▶ [Required task]:
Return each entry exactly, with none missing.

## BEGIN

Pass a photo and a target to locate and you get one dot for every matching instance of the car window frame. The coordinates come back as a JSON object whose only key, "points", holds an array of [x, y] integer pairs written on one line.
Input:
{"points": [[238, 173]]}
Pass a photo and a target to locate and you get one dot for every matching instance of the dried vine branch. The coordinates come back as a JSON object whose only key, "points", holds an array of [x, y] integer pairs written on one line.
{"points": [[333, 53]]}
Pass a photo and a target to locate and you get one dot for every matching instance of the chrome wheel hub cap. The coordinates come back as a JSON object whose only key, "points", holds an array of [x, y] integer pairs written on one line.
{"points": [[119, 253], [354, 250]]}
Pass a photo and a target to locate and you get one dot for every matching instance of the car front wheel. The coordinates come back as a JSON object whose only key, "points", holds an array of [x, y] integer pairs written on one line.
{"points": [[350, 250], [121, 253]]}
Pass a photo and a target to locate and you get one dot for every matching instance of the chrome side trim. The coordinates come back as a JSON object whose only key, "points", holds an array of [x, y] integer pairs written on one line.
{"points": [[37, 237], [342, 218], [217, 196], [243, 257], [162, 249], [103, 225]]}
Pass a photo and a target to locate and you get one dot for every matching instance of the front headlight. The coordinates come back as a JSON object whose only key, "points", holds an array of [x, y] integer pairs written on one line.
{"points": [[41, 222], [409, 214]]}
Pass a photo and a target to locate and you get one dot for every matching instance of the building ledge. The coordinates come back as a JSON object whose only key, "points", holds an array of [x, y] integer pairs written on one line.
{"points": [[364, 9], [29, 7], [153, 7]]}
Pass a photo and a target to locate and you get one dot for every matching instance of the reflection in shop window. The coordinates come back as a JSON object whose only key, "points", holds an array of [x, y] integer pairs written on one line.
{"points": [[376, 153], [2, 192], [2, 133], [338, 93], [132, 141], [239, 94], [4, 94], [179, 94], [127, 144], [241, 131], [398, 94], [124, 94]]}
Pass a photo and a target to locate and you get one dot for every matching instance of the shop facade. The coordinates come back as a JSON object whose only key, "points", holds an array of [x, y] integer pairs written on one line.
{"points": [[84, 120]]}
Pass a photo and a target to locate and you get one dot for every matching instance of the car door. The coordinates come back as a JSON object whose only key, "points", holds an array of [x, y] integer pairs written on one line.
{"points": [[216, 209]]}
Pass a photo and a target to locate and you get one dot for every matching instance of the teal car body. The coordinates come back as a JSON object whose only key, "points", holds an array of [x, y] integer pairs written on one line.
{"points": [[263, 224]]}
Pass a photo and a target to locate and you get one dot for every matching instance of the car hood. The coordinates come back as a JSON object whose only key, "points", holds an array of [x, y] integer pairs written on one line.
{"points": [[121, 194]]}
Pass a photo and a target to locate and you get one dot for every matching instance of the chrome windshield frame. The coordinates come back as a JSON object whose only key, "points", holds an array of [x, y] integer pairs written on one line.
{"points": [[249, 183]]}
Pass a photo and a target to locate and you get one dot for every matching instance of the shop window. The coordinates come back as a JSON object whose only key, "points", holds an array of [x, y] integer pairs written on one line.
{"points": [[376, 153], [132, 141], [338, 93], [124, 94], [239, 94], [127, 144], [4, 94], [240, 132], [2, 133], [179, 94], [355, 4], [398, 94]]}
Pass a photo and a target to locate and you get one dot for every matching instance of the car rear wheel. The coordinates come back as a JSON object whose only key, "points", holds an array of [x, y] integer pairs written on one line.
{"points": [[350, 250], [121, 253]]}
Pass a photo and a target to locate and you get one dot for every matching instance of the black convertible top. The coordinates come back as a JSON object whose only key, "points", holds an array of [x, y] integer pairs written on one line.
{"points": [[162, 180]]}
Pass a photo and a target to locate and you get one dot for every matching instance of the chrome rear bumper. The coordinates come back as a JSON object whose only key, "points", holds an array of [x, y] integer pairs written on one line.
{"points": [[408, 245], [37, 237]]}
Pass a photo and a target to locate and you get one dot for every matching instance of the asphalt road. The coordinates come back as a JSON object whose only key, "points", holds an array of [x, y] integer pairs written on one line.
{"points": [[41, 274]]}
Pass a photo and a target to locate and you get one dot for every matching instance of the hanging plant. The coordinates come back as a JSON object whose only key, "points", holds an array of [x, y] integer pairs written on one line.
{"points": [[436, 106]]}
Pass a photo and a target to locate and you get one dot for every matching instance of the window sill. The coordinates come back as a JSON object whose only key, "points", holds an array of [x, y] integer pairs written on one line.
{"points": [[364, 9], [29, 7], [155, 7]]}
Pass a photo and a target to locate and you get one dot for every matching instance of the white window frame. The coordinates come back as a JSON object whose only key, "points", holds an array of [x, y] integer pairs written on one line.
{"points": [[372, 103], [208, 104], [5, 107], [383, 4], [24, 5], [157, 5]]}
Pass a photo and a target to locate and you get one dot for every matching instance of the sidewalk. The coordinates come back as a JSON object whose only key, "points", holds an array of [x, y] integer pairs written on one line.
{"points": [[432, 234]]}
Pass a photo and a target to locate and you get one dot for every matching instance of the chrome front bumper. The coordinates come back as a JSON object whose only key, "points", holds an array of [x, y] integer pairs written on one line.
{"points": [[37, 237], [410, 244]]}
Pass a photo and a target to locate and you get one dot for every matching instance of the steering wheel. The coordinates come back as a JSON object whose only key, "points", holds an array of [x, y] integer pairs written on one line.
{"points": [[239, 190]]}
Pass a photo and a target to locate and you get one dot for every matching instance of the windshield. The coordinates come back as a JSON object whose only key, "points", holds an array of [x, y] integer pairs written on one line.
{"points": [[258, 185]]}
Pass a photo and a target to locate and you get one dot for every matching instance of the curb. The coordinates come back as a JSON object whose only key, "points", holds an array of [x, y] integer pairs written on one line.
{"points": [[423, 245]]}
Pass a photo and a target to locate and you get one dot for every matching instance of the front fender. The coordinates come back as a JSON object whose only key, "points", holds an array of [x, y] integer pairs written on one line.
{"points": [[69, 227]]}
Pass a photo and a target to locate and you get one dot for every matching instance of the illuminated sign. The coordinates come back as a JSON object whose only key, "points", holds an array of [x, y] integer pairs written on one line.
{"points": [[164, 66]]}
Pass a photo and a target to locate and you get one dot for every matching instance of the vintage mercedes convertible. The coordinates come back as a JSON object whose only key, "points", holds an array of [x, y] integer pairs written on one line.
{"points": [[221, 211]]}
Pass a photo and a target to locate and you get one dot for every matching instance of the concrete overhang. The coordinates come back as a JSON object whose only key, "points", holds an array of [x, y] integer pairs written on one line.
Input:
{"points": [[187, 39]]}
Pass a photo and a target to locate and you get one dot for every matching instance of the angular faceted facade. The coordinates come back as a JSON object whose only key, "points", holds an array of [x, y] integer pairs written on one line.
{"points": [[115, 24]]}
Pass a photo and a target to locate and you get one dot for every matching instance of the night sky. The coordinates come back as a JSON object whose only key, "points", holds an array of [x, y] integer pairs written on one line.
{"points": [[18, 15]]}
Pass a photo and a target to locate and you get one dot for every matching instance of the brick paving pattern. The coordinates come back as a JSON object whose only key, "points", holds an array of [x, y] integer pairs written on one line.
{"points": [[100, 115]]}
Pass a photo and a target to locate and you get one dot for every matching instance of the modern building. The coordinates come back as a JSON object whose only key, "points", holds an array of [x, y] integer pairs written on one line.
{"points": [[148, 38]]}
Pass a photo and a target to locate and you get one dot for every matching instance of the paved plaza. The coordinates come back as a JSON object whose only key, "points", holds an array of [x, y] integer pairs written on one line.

## END

▶ [Exercise solution]:
Pass a photo and a target to locate and you get one dot for every matching instance of the car window frame. The coordinates come back as a JSON object whose only key, "points", holds an array of [x, y] integer pairs written on one line.
Input:
{"points": [[238, 173]]}
Pass a photo and a target to locate and you get one dot for every matching instance of the dried vine branch. The coordinates come back as a JSON object whose only key, "points", holds an array of [x, y] integer pairs written on one line.
{"points": [[333, 53]]}
Pass a photo and a target to locate and you get one dot for every matching instance of the chrome wheel hub cap. The coordinates come back as a JSON object whose only key, "points", holds an array of [x, y] integer pairs written on one line.
{"points": [[119, 253], [354, 250]]}
Pass a photo and a target to locate and you get one dot for every matching instance of the car front wheel. The coordinates come back as a JSON object whose only key, "points", holds an array of [x, y] integer pairs written on one line.
{"points": [[350, 250], [121, 253]]}
Pass a photo and a target to locate and you get one dot for every matching instance of the chrome side trim. The coordinates come back as a JSON object whose only key, "points", holds an array of [x, y] integer pairs written on one line.
{"points": [[37, 237], [342, 218], [217, 196], [243, 257], [162, 249], [103, 225]]}
Pass a photo and a target to locate and you get one dot for every matching instance of the front headlight. The coordinates come back as a JSON object whose only key, "points", holds an array of [x, y] integer pairs written on one line.
{"points": [[41, 222], [409, 214]]}
Pass a photo and a target to locate and you get one dot for every matching instance of the building ledge. The coordinates come back as a JSON object whose only key, "points", holds an array of [x, y] integer pairs written on one line.
{"points": [[364, 9], [29, 7], [153, 7]]}
Pass a photo and a target to locate and you get one dot for every matching instance of the reflection in shop window. The coordinates come back as a JSON object whose only key, "points", holds an array of [x, y] integer pairs written on one line.
{"points": [[376, 153], [2, 192], [2, 133], [338, 93], [132, 141], [239, 94], [4, 94], [179, 94], [127, 144], [241, 131], [398, 94], [124, 94]]}
Pass a photo and a target to locate and you get one dot for every matching instance of the shop facade. The coordinates come back as a JSON object whose only key, "points", holds an array of [x, y] integer pairs written on one line.
{"points": [[84, 120]]}
Pass a photo and a target to locate and you get one dot for every matching instance of the car door. The coordinates come back as a JSON object whose only key, "points", holds an array of [x, y] integer pairs written on one line.
{"points": [[216, 209]]}
Pass a photo and a target to locate and you get one dot for every matching instance of the teal car body. The coordinates come back as a JSON object whose only key, "points", holds an array of [x, y] integer pairs written on one line.
{"points": [[263, 224]]}
Pass a photo and a target to locate and you get one dot for every matching instance of the car hood. The coordinates come back as a JSON object whose only key, "points", holds an array of [x, y] integer pairs written on one line.
{"points": [[121, 194]]}
Pass a photo and a target to locate and you get one dot for every matching instance of the chrome windshield frame. The coordinates come back as a JSON object whose only key, "points", holds an array of [x, y] integer pairs written on one line.
{"points": [[249, 183]]}
Pass a photo and a target to locate and you get one dot for every matching instance of the shop window. The coordinates come back as a JSON object whose only key, "points", holds an array of [x, y] integer pairs written on one line.
{"points": [[376, 153], [132, 141], [338, 93], [124, 94], [239, 94], [127, 144], [4, 94], [240, 132], [2, 133], [179, 94], [355, 4], [398, 94]]}
Pass a photo and a target to locate and you get one dot for every matching instance of the car rear wheel. The coordinates come back as a JSON object whose only key, "points", holds an array of [x, y] integer pairs written on one line.
{"points": [[350, 250], [121, 253]]}
Pass a photo and a target to locate and you get one dot for every matching instance of the black convertible top. The coordinates come back as a JSON object whose only key, "points", holds an array of [x, y] integer pairs written on one line.
{"points": [[162, 180]]}
Pass a photo and a target to locate and you get one dot for every matching instance of the chrome rear bumper. The coordinates come back as a JSON object whose only key, "points", holds an array of [x, y] integer pairs written on one line.
{"points": [[408, 245], [37, 237]]}
Pass a photo and a target to locate and you get one dot for every matching instance of the asphalt road. The coordinates come back as a JSON object whose only key, "points", holds an array of [x, y] integer pairs written on one line.
{"points": [[41, 274]]}
Pass a photo and a target to locate and you get one dot for every matching instance of the hanging plant. The coordinates come back as a JSON object whose only key, "points", holds an array of [x, y] integer pairs written on one line.
{"points": [[436, 106]]}
Pass a photo and a target to locate and you get one dot for every matching instance of the window sill. The coordinates come back as a JSON object whose only key, "points", holds an array of [x, y] integer pairs written on one line.
{"points": [[364, 9], [29, 7], [155, 7]]}
Pass a photo and a target to locate and you get one dot for every matching instance of the white window frame. The coordinates come back as a JSON object whose only key, "points", holds an array of [x, y] integer pairs written on one line.
{"points": [[372, 103], [208, 104], [5, 107], [383, 4], [24, 5], [157, 5]]}
Pass a photo and a target to locate and you get one dot for every matching instance of the sidewalk. The coordinates come back as a JSON object whose only key, "points", holds an array of [x, y] integer pairs written on one line.
{"points": [[432, 234]]}
Pass a photo and a target to locate and you get one dot for every matching instance of the chrome front bumper. The coordinates come back as a JSON object whose only key, "points", holds an array of [x, y] integer pairs written on one line.
{"points": [[37, 237], [410, 244]]}
Pass a photo and a target to locate and you get one dot for every matching instance of the steering wheel. The coordinates come back as a JSON object whose only key, "points", holds an array of [x, y] integer pairs written on one line.
{"points": [[239, 190]]}
Pass a photo and a target to locate and you get one dot for every matching instance of the windshield. The coordinates come back as a JSON object whose only key, "points", holds an array of [x, y] integer pairs written on one line.
{"points": [[258, 185]]}
Pass a photo and a target to locate and you get one dot for every matching instance of the curb. The coordinates come back as a JSON object whose only key, "points", holds an array of [x, y] integer pairs written on one line.
{"points": [[423, 245]]}
Pass a photo and a target to locate and you get one dot for every matching instance of the front fender. The coordinates come back as a JSON object whose only key, "points", holds an array of [x, y] integer pairs written on one line.
{"points": [[69, 227]]}
Pass a photo and a target to locate and you get one dot for every matching instance of the illuminated sign. The coordinates come back as a JSON object whose only key, "points", holds an array of [x, y] integer pairs written on one line.
{"points": [[164, 66]]}
Pass a photo and a target to locate and you get one dot for every matching instance of the vintage mercedes convertible. The coordinates come back as a JSON object whose only key, "points", holds an array of [x, y] integer pairs written on one line.
{"points": [[221, 211]]}
Pass a photo and a target to locate and you get one dot for every matching instance of the concrete overhang. The coordinates come back as a JSON object whose only key, "points", holds an array of [x, y] integer pairs written on one line.
Input:
{"points": [[187, 39]]}
Pass a photo and a target to locate and you get one dot for every matching instance of the angular faceted facade. The coordinates come back as a JSON object whose only key, "points", holds an array of [x, y] integer pairs written on one line.
{"points": [[115, 24]]}
Pass a photo and a target to locate and you get one dot for every matching instance of the night sky. The coordinates come back as a JSON object whose only key, "points", holds an array of [x, y] integer pairs written on one line.
{"points": [[18, 15]]}
Pass a photo and a target to locate and you get one dot for every matching instance of the brick paving pattern. The coordinates come back as a JSON object whose only key, "points", holds an array of [x, y] integer pairs written on one line.
{"points": [[100, 115]]}
Pass a photo and a target to locate and you get one dot for every matching instance of the modern building. The coordinates come back as a JSON object whose only key, "points", holds an array of [x, y] integer pairs written on one line.
{"points": [[148, 38]]}
Pass a photo and a target to locate and you get one dot for every matching instance of the paved plaza. The coordinates come back as a JSON object whose only key, "points", holds an array of [x, y] integer pairs written on one line.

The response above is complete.